▶ **EXTRACT**
• Gevo Inc.

Alaska Airlines enters 5-year SAF agreement with Gevo totaling 185 mgy


Photo: Alaska Airlines

Gevo Inc. announced Aug. 3 a new fuel-sales agreement with Alaska Airlines. The agreement provides for Alaska Airlines to purchase 37 million gallons per year of sustainable aviation fuel (SAF) for five years through Gevo’s future commercial operations. Gevo’s SAF deliveries are expected to begin in 2026.


Alaska Airlines is a member of oneworld® Alliance, and this agreement falls under the purview of a memorandum of understanding (MOU) that Alaska Airlines and Gevo signed in March, laying the groundwork for the 14 world-class airlines in the alliance to potentially purchase 200 million gallons of SAF per year from Gevo’s future commercial production operations.


Gevo and Alaska Airlines previously partnered in 2016 to demonstrate the use of the first cellulosic renewable jet fuel specified for use on a commercial airline flight, produced from the sugars of wood waste. This agreement with Alaska Airlines expands the list of committed airline partners and supports Gevo’s pursuit of its stated goal of producing and commercializing 1 billion gallons of SAF by 2030.


“As we continue to grow our partnerships with oneworld airlines, I’m personally gratified to see that Alaska Airlines has joined our list of partners,” said Gevo CEO Patrick Gruber. “Alaska was the first airline to fly on a Gevo experimental fuel that we made from the cellulosic fiber of wood waste, providing a pathway and proof that waste woods can be used to make sustainable aviation fuel. When Alaska Airlines receives fuel from one of our Net-Zero facilities, they will do so having been a part of some of our very important initial testing and delivery of sustainable aviation fuel.”

▶ **LISTED RECORDS**
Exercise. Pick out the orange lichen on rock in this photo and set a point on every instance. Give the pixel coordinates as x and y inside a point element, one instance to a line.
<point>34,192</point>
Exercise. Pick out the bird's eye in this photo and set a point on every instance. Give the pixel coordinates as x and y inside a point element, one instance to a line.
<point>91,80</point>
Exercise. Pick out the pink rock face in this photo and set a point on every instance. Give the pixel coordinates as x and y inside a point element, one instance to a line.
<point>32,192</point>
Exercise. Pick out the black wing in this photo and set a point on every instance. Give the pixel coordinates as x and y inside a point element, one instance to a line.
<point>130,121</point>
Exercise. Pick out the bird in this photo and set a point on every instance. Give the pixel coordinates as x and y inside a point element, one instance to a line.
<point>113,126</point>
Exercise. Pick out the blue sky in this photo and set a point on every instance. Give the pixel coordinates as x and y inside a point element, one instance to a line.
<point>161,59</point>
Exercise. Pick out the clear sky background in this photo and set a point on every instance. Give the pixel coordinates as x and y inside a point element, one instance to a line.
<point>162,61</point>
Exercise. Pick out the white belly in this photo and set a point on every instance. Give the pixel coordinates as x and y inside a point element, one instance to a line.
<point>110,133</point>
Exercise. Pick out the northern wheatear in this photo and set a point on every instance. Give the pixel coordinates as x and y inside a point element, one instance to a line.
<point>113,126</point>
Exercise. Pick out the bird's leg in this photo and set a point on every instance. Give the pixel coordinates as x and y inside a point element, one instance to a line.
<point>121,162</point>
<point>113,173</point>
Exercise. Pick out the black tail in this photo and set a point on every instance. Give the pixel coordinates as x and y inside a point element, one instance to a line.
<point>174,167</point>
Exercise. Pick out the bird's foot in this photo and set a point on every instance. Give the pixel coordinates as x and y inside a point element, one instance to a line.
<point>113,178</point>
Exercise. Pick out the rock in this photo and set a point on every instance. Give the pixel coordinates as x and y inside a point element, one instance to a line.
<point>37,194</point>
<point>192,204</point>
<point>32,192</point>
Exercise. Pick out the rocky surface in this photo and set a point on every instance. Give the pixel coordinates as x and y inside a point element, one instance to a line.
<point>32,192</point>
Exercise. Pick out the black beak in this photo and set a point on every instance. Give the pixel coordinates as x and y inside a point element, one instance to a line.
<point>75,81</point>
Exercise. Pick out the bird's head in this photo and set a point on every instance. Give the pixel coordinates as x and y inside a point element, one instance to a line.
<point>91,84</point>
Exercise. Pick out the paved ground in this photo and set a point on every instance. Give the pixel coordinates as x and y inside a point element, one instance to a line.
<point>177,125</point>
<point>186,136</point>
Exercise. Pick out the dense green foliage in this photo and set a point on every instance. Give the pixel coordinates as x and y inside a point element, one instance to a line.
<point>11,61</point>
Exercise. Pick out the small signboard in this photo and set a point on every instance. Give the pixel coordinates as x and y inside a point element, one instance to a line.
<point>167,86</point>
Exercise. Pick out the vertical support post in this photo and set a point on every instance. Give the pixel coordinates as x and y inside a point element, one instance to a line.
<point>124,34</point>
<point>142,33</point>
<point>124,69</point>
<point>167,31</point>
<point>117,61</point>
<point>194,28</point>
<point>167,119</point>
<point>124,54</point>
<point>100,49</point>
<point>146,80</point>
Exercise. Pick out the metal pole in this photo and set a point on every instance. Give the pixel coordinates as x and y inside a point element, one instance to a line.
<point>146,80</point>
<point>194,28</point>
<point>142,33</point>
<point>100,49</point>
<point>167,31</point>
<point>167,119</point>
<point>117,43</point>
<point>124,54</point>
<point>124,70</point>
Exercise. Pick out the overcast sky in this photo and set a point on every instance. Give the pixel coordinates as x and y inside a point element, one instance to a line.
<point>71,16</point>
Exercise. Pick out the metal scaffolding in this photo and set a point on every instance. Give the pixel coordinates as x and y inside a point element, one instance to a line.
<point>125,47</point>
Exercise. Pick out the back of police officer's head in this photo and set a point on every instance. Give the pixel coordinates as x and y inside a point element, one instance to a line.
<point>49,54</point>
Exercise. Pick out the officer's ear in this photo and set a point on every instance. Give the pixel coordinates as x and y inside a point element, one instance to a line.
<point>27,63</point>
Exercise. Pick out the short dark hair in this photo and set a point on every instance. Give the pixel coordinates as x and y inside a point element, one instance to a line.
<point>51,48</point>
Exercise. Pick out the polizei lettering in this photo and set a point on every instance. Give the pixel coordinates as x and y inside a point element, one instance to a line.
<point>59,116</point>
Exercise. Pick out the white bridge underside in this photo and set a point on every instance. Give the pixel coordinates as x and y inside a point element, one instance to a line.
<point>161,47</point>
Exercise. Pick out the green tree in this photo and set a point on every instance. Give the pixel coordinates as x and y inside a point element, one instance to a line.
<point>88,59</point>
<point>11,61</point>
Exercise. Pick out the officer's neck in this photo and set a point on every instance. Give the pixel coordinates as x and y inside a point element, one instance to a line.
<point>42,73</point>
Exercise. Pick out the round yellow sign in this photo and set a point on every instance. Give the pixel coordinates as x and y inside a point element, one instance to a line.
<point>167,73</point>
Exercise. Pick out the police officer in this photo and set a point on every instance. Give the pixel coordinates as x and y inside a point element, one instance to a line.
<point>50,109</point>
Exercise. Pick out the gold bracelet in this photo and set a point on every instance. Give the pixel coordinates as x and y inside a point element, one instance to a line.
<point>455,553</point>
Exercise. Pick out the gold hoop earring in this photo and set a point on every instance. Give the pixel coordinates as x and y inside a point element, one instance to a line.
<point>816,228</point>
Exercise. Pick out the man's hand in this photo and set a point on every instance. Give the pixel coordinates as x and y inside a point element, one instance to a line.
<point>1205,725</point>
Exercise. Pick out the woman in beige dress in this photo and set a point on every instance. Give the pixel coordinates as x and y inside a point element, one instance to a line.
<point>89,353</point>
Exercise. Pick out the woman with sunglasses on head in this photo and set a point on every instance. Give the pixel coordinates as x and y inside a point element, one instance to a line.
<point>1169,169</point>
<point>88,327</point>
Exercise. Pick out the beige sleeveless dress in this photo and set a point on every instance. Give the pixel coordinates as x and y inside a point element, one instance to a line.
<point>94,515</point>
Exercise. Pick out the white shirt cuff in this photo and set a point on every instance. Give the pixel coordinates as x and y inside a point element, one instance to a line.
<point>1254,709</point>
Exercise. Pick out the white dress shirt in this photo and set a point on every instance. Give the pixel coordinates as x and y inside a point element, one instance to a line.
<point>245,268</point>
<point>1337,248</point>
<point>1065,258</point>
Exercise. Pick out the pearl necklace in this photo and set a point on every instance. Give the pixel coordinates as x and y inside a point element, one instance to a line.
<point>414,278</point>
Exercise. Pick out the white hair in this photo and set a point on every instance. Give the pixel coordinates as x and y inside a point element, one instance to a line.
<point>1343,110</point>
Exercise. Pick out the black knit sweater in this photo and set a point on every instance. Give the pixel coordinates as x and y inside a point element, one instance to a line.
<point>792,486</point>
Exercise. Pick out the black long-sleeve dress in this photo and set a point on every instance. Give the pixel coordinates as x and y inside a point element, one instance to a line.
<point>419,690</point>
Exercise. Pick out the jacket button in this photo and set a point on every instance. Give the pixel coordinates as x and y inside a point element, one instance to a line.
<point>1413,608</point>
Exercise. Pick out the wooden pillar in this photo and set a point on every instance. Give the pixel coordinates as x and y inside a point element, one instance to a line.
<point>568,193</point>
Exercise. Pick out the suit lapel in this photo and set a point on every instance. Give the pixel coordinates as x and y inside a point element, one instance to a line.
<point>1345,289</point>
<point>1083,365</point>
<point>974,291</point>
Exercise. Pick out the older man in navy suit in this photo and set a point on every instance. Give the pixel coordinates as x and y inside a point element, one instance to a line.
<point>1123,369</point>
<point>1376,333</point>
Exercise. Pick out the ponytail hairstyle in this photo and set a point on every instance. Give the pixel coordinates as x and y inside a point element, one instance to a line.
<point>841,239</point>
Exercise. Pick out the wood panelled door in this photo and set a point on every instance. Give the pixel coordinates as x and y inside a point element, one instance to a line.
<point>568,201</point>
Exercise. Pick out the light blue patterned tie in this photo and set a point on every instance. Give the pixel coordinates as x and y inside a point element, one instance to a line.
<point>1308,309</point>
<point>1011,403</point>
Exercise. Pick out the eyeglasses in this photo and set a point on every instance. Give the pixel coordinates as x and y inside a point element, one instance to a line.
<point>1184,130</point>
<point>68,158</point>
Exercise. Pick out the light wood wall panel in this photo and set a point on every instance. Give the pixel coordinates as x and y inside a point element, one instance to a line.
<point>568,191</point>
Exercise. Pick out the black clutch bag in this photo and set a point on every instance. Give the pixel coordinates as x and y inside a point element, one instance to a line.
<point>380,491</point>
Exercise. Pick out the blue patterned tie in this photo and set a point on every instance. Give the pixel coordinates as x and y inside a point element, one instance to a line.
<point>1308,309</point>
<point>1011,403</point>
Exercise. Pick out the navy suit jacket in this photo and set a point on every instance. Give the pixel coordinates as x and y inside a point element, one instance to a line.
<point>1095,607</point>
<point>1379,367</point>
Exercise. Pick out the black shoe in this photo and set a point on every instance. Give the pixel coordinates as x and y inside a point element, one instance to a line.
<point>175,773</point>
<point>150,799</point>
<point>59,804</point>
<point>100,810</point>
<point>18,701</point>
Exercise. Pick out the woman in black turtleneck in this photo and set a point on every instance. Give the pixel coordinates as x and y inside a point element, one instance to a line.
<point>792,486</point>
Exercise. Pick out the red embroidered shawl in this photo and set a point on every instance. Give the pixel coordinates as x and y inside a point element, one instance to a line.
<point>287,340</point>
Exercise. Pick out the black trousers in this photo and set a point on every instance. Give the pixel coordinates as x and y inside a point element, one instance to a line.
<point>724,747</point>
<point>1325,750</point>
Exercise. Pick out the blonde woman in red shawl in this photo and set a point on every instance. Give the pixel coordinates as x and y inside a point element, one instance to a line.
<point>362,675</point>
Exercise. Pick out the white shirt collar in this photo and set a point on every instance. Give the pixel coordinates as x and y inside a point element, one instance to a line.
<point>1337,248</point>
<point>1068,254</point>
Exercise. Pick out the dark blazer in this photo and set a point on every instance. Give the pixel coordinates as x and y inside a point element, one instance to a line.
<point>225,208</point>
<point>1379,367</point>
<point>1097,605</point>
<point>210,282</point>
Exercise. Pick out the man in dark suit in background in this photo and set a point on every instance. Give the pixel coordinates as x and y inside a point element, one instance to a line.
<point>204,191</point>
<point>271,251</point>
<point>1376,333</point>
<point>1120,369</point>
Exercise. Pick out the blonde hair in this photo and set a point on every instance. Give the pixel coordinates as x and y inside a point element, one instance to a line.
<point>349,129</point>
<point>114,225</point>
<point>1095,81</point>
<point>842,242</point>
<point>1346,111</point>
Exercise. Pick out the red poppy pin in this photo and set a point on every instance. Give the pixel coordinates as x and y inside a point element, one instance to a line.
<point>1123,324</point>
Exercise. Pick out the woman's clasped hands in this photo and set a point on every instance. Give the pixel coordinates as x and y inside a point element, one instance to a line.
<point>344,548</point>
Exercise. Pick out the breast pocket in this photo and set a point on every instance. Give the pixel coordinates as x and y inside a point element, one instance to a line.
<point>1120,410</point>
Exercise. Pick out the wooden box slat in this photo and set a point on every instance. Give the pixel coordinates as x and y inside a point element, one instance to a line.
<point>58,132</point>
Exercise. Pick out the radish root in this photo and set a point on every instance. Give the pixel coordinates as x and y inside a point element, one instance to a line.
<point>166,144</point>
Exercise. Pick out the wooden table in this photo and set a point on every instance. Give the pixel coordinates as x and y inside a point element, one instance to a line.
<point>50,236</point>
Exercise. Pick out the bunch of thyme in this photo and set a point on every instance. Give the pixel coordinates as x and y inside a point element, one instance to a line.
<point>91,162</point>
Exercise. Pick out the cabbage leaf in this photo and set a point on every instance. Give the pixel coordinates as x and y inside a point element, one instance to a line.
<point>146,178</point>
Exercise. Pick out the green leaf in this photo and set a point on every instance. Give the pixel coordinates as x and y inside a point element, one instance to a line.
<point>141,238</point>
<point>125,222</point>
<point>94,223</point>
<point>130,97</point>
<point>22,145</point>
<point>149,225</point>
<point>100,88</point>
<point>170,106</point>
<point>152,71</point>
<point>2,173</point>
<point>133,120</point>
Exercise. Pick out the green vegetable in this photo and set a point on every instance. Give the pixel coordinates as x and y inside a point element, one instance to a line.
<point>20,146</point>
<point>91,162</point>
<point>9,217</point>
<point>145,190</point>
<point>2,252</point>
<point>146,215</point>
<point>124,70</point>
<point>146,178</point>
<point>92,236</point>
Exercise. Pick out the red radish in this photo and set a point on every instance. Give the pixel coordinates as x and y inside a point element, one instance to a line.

▶ **REQUIRED ACTION**
From the article on the Alaska Airlines fuel agreement, copy the passage word for word: begin at the words that has "Alaska Airlines enters" and stop after "begin in 2026.".

▶ **YOUR RESPONSE**
Alaska Airlines enters 5-year SAF agreement with Gevo totaling 185 mgy


Photo: Alaska Airlines

Gevo Inc. announced Aug. 3 a new fuel-sales agreement with Alaska Airlines. The agreement provides for Alaska Airlines to purchase 37 million gallons per year of sustainable aviation fuel (SAF) for five years through Gevo’s future commercial operations. Gevo’s SAF deliveries are expected to begin in 2026.